━━━━━ Kutipan ━━━━━

Liburan di Banyumas
Banyak
sekali hal yang harus Ayah dan Mama lakukan di keluarga baru kita. Salah
satunya mengenalkan dan mengakrabkan kamu dan kakakmu kepada keluarga besar
Mama di Banyumas. Bagaimana pun keluarga Mama sekarang sudah menjadi keluarga
kalian dan kalian sudah menjadi bagian dari keluarga besar Mama. Itu sebabnya
saat liburan tiba Mama mengajak kalian menginap di rumah orang tua Mama (Mbah Kakung
dan Mbah Putri kalian) di Banyumas.
Berlibur
bersama Ayahmu, okelah. Apa pun masalah kamu selama di tempat berlibur bisa
ditangani. Kali ini Mama hanya mengajak kamu dan kakakmu ke Banyumas. Dari
Bekasi Mama dan Mbakmu Nimas bertolak ke Jogja untuk menjemputmu. Sore harinya langsung
ke Banyumas. Menunggu waktu berangkat, kamu tampak seperti tidak sabar. Apalagi
waktu Mama cerita kalau nanti kamu akan diajak ke waterboom.
“Ayo to, Ma!” ajakmu.
Kamu
sampai nggak mau makan siang karena pengen segera berangkat. Akhirnya Mama
meminta Budemu menyiapkan bekal makan, siapa tahu nanti kamu mau makan di bis.

━━━━━

Salin kembali kutipan tentang liburan di Banyumas, semuanya dari "Liburan di Banyumas" hingga "kalian) di Banyumas.". Ganti "keluarga besar" dengan "keluarga luas".

━━━━━ Daftar Data ━━━━━

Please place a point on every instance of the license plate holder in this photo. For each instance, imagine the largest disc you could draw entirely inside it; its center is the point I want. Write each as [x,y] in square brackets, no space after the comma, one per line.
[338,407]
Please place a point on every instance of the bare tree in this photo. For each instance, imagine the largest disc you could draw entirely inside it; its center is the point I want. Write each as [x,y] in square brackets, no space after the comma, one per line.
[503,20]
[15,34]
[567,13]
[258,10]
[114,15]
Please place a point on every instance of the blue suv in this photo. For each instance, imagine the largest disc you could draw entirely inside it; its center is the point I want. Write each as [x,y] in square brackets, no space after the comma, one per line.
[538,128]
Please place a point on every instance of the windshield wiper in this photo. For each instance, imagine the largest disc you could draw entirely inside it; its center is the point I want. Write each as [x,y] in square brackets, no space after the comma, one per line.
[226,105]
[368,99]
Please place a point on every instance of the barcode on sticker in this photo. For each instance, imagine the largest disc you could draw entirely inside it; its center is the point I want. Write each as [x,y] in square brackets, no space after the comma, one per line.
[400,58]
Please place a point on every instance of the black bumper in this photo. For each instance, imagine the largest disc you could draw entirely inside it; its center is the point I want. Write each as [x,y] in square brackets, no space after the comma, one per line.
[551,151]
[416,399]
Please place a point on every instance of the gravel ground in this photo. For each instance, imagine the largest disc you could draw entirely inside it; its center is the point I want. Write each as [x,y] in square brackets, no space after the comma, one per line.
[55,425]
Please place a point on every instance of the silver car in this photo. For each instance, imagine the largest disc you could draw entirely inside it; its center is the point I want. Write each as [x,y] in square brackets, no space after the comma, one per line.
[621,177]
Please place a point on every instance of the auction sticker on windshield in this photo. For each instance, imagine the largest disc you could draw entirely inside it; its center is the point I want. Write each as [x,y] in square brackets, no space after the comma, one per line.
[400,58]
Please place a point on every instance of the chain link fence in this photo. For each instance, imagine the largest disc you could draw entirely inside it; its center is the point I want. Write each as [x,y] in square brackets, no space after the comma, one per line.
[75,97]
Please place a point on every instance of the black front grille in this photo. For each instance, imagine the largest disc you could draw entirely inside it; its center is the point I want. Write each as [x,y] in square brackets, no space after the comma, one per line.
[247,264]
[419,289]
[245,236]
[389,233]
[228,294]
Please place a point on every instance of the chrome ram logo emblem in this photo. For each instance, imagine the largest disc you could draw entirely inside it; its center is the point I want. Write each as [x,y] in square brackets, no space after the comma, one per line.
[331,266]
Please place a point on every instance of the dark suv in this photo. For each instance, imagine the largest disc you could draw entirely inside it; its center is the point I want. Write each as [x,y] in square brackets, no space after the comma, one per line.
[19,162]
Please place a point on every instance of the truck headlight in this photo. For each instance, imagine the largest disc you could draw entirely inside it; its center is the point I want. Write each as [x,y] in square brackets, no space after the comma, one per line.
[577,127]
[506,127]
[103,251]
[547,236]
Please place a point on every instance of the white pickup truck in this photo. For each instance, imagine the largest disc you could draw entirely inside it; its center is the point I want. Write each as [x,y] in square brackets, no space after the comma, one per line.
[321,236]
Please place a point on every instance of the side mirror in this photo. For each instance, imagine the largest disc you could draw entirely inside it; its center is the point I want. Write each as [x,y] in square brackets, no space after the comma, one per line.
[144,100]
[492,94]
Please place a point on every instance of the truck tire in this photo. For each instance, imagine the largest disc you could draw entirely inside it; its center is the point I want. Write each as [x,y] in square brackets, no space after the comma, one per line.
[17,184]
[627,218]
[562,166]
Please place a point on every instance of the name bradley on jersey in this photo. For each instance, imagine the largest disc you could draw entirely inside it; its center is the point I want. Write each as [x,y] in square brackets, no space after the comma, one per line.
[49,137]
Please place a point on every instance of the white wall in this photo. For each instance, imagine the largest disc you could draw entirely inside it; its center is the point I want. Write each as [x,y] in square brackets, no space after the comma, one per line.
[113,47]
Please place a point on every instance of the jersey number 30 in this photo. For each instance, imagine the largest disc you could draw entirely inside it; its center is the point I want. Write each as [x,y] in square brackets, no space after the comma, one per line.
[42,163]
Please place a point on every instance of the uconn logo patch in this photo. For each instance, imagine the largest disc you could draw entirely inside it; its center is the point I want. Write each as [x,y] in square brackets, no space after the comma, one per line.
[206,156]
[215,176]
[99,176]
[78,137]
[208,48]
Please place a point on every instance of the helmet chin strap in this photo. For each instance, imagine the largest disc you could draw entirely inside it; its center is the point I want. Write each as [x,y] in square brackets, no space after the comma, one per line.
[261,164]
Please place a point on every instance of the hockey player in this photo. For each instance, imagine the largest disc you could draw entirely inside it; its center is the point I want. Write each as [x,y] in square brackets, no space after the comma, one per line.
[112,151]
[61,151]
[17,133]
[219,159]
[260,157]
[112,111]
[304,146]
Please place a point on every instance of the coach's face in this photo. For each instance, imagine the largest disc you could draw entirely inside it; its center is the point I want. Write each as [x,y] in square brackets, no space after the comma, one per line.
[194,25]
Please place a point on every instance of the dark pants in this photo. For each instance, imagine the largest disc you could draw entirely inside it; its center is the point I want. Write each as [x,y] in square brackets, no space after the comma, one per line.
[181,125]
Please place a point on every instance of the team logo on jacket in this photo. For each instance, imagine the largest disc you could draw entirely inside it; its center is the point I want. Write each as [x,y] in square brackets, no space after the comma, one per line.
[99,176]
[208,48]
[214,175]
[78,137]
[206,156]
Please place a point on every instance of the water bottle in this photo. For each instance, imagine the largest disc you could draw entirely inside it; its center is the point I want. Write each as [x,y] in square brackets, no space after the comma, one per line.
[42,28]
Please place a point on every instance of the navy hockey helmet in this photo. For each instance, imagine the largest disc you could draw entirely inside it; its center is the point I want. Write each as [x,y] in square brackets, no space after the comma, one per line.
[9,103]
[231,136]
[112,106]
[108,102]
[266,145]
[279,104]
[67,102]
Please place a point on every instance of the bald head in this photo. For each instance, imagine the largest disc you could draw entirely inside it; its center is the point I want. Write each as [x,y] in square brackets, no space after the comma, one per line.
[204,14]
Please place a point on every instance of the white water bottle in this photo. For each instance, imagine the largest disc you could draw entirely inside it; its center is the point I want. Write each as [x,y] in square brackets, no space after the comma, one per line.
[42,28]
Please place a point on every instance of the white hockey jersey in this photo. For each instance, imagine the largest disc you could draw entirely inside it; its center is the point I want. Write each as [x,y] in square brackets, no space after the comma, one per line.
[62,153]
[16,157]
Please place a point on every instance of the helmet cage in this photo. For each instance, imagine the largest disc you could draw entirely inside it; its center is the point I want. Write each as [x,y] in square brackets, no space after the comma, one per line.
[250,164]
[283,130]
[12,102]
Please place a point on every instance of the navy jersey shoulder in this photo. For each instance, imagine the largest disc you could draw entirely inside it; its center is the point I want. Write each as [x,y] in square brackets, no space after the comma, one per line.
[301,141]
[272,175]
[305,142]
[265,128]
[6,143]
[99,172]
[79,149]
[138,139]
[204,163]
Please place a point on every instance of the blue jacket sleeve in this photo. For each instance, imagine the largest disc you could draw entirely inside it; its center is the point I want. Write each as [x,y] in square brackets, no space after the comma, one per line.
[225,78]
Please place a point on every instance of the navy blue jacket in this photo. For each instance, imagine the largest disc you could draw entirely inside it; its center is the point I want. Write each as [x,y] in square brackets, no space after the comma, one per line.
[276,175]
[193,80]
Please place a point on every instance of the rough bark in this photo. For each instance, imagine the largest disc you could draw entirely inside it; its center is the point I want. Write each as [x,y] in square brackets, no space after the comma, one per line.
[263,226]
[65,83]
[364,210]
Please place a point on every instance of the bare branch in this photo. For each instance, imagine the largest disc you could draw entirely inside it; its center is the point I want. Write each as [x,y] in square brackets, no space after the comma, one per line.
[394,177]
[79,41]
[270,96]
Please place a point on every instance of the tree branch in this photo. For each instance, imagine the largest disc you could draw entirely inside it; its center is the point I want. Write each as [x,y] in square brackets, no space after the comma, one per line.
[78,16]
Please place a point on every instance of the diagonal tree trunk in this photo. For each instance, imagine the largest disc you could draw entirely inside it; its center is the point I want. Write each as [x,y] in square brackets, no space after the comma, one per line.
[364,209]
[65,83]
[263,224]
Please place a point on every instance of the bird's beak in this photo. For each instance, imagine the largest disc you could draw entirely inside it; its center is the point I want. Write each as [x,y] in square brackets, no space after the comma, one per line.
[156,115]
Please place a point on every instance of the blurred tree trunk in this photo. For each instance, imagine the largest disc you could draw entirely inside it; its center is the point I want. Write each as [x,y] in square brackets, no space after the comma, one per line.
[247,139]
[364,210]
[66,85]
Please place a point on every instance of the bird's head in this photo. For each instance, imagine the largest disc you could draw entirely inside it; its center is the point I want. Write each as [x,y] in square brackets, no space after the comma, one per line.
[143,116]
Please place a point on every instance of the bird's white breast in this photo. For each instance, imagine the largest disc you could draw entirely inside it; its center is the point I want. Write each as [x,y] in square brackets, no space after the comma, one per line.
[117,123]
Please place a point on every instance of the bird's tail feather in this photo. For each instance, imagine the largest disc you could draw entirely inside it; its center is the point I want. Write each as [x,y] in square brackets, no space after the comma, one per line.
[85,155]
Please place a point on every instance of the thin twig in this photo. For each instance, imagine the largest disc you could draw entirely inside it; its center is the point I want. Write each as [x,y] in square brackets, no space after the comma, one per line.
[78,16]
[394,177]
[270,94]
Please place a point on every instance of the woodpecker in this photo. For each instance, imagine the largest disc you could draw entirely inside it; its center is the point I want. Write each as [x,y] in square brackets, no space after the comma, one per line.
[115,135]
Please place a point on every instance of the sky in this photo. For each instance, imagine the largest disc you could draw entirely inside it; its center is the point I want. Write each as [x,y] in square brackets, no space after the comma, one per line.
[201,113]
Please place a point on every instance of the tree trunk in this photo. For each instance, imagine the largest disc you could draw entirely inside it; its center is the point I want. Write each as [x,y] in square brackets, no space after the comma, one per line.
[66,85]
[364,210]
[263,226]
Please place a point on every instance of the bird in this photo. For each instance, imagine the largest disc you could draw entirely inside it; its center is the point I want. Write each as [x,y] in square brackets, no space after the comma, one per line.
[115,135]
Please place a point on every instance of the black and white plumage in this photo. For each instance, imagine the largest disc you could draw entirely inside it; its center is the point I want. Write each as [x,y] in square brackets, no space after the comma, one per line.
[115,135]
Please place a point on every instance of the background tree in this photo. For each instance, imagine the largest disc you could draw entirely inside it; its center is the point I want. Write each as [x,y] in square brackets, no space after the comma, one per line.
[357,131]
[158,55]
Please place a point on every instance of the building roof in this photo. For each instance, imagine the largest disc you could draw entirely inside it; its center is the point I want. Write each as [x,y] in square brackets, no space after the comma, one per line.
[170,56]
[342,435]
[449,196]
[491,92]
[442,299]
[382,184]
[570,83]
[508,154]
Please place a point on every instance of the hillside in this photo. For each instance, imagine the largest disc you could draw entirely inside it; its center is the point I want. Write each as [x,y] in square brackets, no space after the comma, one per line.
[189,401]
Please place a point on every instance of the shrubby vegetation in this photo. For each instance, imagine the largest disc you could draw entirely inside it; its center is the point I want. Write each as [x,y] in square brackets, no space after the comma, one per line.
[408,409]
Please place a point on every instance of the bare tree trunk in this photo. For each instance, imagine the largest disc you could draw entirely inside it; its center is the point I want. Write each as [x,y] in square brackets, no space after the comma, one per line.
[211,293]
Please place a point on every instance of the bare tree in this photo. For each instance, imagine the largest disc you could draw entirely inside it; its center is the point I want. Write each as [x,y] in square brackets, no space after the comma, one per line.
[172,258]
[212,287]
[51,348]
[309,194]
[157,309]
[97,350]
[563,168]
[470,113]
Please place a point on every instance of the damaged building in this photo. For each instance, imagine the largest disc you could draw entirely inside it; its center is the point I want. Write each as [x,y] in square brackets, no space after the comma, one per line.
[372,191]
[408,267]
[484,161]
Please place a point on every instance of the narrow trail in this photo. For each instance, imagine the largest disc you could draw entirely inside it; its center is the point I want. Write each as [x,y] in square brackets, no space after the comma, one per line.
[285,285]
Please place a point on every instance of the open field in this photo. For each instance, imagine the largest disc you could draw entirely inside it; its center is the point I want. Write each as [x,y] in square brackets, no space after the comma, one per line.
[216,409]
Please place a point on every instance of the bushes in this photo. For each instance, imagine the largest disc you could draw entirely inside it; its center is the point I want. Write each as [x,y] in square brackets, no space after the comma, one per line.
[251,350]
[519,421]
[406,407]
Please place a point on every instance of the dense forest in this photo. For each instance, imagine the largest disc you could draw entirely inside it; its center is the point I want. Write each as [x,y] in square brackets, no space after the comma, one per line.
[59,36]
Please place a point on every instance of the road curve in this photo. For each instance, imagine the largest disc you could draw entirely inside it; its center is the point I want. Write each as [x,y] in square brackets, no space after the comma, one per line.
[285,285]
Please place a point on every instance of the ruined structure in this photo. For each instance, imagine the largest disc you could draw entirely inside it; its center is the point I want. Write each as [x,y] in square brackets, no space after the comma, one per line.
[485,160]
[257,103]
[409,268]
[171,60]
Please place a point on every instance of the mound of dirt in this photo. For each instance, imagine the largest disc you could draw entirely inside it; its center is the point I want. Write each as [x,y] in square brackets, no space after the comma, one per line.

━━━━━

Penyelesaian Soal:
Liburan di Banyumas
Banyak
sekali hal yang harus Ayah dan Mama lakukan di keluarga baru kita. Salah
satunya mengenalkan dan mengakrabkan kamu dan kakakmu kepada keluarga luas
Mama di Banyumas. Bagaimana pun keluarga Mama sekarang sudah menjadi keluarga
kalian dan kalian sudah menjadi bagian dari keluarga luas Mama. Itu sebabnya
saat liburan tiba Mama mengajak kalian menginap di rumah orang tua Mama (Mbah Kakung
dan Mbah Putri kalian) di Banyumas.